<<<<

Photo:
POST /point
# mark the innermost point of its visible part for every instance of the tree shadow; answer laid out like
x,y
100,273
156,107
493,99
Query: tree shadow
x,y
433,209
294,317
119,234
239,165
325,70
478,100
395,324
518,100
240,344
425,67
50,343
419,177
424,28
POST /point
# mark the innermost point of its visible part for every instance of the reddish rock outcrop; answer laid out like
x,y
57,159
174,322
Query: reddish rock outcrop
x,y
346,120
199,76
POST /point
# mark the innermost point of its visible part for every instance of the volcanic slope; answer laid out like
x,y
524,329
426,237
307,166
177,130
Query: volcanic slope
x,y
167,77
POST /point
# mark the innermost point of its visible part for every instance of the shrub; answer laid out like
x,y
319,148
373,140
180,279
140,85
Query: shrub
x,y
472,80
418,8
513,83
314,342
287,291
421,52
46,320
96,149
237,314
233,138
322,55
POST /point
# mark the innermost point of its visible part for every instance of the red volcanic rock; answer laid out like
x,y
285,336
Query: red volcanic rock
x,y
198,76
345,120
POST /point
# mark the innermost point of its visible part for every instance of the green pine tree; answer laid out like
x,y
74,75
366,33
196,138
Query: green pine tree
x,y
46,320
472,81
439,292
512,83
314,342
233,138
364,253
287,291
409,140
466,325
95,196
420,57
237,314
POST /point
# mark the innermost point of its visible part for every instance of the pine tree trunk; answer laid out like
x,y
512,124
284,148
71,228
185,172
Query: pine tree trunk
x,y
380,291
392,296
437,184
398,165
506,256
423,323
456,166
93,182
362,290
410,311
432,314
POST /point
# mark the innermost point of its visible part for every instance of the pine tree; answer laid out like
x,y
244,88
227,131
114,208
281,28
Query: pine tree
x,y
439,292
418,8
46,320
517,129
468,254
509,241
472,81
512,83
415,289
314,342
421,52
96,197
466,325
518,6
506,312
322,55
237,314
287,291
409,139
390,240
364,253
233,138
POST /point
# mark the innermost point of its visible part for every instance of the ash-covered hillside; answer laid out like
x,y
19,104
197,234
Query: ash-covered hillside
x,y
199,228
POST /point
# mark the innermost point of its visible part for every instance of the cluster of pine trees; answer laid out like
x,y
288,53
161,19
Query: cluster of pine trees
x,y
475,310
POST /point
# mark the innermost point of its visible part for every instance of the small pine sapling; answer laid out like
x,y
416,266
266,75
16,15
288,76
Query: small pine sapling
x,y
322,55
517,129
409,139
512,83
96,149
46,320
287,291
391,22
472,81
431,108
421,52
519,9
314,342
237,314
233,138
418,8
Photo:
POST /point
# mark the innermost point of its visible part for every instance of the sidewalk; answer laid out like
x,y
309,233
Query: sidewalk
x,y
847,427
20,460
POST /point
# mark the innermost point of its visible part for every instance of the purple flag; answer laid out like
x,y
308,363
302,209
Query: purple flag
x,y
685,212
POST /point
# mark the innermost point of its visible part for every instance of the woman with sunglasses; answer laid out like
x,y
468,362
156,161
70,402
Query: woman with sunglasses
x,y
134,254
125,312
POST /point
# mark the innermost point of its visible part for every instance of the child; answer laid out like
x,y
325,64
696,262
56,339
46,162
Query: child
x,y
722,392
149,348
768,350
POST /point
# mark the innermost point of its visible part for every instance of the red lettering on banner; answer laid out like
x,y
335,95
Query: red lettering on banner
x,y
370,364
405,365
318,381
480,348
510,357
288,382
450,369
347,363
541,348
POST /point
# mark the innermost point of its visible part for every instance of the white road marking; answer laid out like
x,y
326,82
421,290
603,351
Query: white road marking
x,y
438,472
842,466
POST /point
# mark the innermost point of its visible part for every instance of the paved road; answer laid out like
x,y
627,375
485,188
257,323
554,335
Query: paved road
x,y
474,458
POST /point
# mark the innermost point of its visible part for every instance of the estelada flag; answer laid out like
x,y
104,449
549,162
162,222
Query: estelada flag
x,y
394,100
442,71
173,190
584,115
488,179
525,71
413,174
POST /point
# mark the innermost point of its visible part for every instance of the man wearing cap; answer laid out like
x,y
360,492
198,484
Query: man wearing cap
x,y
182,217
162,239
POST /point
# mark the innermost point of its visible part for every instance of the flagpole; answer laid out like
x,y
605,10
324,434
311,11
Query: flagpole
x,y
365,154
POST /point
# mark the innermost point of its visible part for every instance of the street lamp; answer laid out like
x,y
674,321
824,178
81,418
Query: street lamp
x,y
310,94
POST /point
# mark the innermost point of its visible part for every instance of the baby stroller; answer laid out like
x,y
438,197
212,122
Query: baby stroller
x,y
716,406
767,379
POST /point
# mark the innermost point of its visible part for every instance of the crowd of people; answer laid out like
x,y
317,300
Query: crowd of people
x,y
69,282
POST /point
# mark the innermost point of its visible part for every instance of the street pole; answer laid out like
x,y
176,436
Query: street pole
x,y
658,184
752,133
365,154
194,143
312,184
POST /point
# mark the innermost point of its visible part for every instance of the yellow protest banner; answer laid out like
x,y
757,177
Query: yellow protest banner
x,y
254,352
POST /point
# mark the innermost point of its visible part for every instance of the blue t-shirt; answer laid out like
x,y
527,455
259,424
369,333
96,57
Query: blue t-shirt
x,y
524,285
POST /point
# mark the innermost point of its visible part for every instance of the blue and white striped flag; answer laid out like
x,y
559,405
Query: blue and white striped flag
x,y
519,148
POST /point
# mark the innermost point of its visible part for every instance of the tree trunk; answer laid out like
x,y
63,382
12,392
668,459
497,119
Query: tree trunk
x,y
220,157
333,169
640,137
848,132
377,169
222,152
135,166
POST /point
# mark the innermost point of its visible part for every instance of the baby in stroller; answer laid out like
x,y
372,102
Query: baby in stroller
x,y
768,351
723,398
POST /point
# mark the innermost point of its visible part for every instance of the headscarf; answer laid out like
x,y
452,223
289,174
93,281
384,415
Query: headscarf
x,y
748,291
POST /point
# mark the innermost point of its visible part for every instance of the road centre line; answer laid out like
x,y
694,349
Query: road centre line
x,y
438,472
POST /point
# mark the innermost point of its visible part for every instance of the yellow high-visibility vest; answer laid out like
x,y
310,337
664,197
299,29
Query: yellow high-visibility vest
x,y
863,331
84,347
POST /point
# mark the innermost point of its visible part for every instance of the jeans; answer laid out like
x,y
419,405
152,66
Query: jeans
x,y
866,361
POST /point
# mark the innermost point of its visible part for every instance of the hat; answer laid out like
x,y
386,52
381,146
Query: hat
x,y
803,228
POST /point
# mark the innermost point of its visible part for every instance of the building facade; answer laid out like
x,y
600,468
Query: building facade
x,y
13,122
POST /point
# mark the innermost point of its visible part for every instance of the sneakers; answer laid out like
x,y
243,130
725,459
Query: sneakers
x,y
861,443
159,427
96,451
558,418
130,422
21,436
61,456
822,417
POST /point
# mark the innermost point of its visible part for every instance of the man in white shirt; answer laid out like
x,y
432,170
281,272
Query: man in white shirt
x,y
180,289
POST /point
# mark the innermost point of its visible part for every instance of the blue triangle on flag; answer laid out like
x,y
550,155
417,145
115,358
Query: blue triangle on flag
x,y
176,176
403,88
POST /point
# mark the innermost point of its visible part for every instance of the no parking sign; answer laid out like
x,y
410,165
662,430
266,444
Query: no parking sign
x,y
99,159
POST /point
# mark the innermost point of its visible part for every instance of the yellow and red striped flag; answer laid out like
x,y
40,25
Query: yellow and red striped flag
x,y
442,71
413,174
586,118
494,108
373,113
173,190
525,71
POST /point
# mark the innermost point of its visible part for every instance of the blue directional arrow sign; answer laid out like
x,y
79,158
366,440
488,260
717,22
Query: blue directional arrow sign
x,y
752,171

>>>>

WHAT THIS TASK INVOLVES — Repeat every record, keeping each word and mark exactly as it is.

ANSWER FOR THE TASK —
Photo:
POST /point
# mark the innermost point of its visible part for every instance of the tree shadow; answer laid out like
x,y
100,273
156,107
493,99
Query: tree shadow
x,y
433,209
294,317
119,234
239,165
325,70
478,100
395,324
518,100
240,344
425,67
50,343
419,177
424,28
POST /point
# mark the innermost point of its visible part for every instance of the reddish rock outcrop; answer laid out like
x,y
57,159
174,322
Query: reddish rock outcrop
x,y
346,120
199,76
POST /point
# mark the innermost point of its visible part for every instance of the volcanic slope; answer laid out like
x,y
524,329
426,237
307,166
177,130
Query: volcanic slope
x,y
167,77
POST /point
# mark the innermost point of its visible part for every instance of the shrub; answer laid out like
x,y
319,148
373,140
180,279
140,85
Query: shrub
x,y
472,80
418,8
513,83
314,342
287,291
421,52
46,320
96,149
237,314
233,138
322,55
POST /point
# mark the innermost point of its visible part for every instance of the red volcanic rock; answer laid out like
x,y
285,336
Query: red volcanic rock
x,y
198,76
345,120
POST /point
# mark the innermost point of its visible part for every instance of the green pine tree; answer laid out like
x,y
74,75
366,33
196,138
Query: green pine tree
x,y
46,320
472,81
439,292
512,83
314,342
233,138
364,253
287,291
409,140
466,325
95,196
420,57
237,314
POST /point
# mark the innermost point of its visible part for every instance of the pine tree trunk; answer laid out like
x,y
512,124
284,148
71,228
185,172
Query: pine tree trunk
x,y
380,291
392,296
437,184
398,165
506,256
423,323
456,166
93,182
362,290
410,311
432,314
POST /point
# mark the innermost point of its visible part for every instance of the pine tree; answer laid out like
x,y
244,88
227,131
114,208
281,28
Query: pine tree
x,y
439,292
418,8
46,320
517,129
468,254
509,241
472,81
512,83
415,289
314,342
421,52
96,197
466,325
518,6
506,312
322,55
237,314
287,291
409,139
390,240
364,253
233,138
POST /point
# mark the innermost point of its visible part for every instance of the ash-covered hillside; answer laid out like
x,y
19,104
197,234
Query: ash-covered hillside
x,y
199,228
POST /point
# mark the innermost point of its visible part for every instance of the cluster of pine trees; answer laid out like
x,y
288,53
161,19
Query: cluster of pine trees
x,y
475,310
POST /point
# mark the innermost point of its visible part for every instance of the small pine sapling; answer laid out like
x,y
416,266
266,75
16,15
288,76
Query: small pine sapling
x,y
322,55
517,129
409,139
512,83
96,149
46,320
287,291
391,22
472,81
431,108
421,52
519,9
314,342
237,314
233,138
418,8
Photo:
POST /point
# mark the innermost point of its visible part for every instance of the sidewalk; answer laid out like
x,y
309,233
Query: sidewalk
x,y
847,427
20,460
POST /point
# mark the innermost point of its visible part for every instance of the purple flag; answer laid out like
x,y
308,363
302,209
Query: purple flag
x,y
685,212
POST /point
# mark the innermost point of its visible part for every instance of the woman with sunglasses; answer laid out like
x,y
468,362
156,161
70,402
Query: woman with sunglasses
x,y
134,254
125,312
POST /point
# mark the innermost point of its visible part for every instance of the child; answer laid out like
x,y
325,64
696,262
56,339
46,162
Query: child
x,y
722,392
149,348
768,350
POST /point
# mark the innermost point of its visible part for every instance of the red lettering on banner; answer laid out like
x,y
335,95
Query: red lettering on banner
x,y
370,364
405,365
318,381
480,348
510,357
288,382
450,369
347,363
541,348
POST /point
# mark the innermost point of its visible part for every instance of the white road marking; answer laid out like
x,y
326,82
421,290
603,351
Query: white road marking
x,y
438,472
842,466
POST /point
# mark the innermost point of its visible part for every instance of the paved road; answer laid out like
x,y
627,375
485,188
257,323
554,335
Query: paved road
x,y
474,458
POST /point
# mark the innermost point of its visible part for every instance of the estelada flag; answer laid out like
x,y
104,449
549,162
162,222
Query: estelada flag
x,y
394,100
442,71
173,190
584,115
488,179
525,71
413,174
POST /point
# mark the innermost point of its visible part for every instance of the man wearing cap; answer laid out like
x,y
360,492
198,484
Query: man wearing cap
x,y
182,217
162,239
POST /point
# mark the innermost point of its visible part for every instance of the flagpole; answer laid out like
x,y
605,10
324,434
311,11
Query: flagpole
x,y
365,154
POST /point
# mark the innermost point of its visible part for every instance of the street lamp; answer laid out like
x,y
674,321
824,178
81,418
Query: street lamp
x,y
310,94
POST /point
# mark the innermost point of its visible part for every instance of the baby stroller; answer laid out like
x,y
438,197
212,122
Query: baby stroller
x,y
716,406
767,379
POST /point
# mark the innermost point of its visible part for every instance of the crowd of people; answer laid out like
x,y
317,300
Query: crowd of people
x,y
69,282
POST /point
# mark the innermost point of its visible part for every instance of the street pole; answer laid out like
x,y
176,436
Query: street pole
x,y
658,184
752,133
365,154
194,143
312,184
POST /point
# mark the innermost point of its visible part for every instance of the yellow protest banner; answer laid out like
x,y
757,177
Query: yellow protest banner
x,y
254,352
POST /point
# mark the innermost point of its visible part for every instance of the blue t-shirt; answer laid out like
x,y
527,455
259,424
369,333
96,57
Query: blue t-shirt
x,y
524,285
POST /point
# mark the innermost point of its visible part for every instance of the blue and white striped flag; answer laid out like
x,y
559,405
Query: blue and white striped flag
x,y
519,148
POST /point
# mark the innermost point of its visible part for every instance of the tree trunk; answer laid out like
x,y
63,382
12,392
668,459
497,119
Query: tree trunk
x,y
220,157
333,169
640,137
848,132
377,169
222,152
135,166
POST /point
# mark the innermost point of its visible part for every instance of the baby in stroller; answer laid out like
x,y
372,102
Query: baby in stroller
x,y
768,351
723,398
POST /point
# mark the innermost point of its visible part for every instance of the headscarf; answer laid out like
x,y
452,223
289,174
93,281
384,415
Query: headscarf
x,y
748,291
POST /point
# mark the innermost point of its visible part for every instance of the road centre line; answer laid out like
x,y
694,349
Query: road centre line
x,y
438,472
POST /point
# mark the innermost point of its visible part for every instance of the yellow high-visibility vest; answer laid out like
x,y
310,337
664,197
299,29
Query: yellow high-visibility vest
x,y
863,331
84,347
POST /point
# mark the innermost point of its visible part for every instance of the jeans; answer laid out like
x,y
419,405
152,66
Query: jeans
x,y
866,361
POST /point
# mark the innermost point of its visible part for every instance of the hat; answer laid out like
x,y
386,52
381,146
Query: hat
x,y
803,228
POST /point
# mark the innermost point of its visible part for every instance of the building facade; answer laid out like
x,y
600,468
Query: building facade
x,y
13,122
POST /point
# mark the innermost point of its visible part for every instance of the sneakers; answer laid out like
x,y
243,130
725,459
Query: sneakers
x,y
861,443
159,427
96,451
558,418
130,422
21,436
61,456
822,417
POST /point
# mark the innermost point of its visible part for every instance of the man in white shirt; answer laid out like
x,y
432,170
281,272
Query: man in white shirt
x,y
180,289
POST /point
# mark the innermost point of its visible part for every instance of the blue triangle on flag; answer laid out like
x,y
550,155
417,145
115,358
Query: blue triangle on flag
x,y
176,176
403,88
POST /point
# mark the innermost point of its visible part for every instance of the no parking sign; answer laid out like
x,y
410,165
662,430
266,444
Query: no parking sign
x,y
99,159
POST /point
# mark the innermost point of its visible part for every instance of the yellow and red striped flag; answer laid out like
x,y
40,25
Query: yellow and red striped flag
x,y
442,71
413,174
586,118
494,108
373,113
173,190
525,71
POST /point
# mark the innermost point of its visible part for every instance of the blue directional arrow sign; answer laid out like
x,y
79,158
366,440
488,260
717,22
Query: blue directional arrow sign
x,y
752,171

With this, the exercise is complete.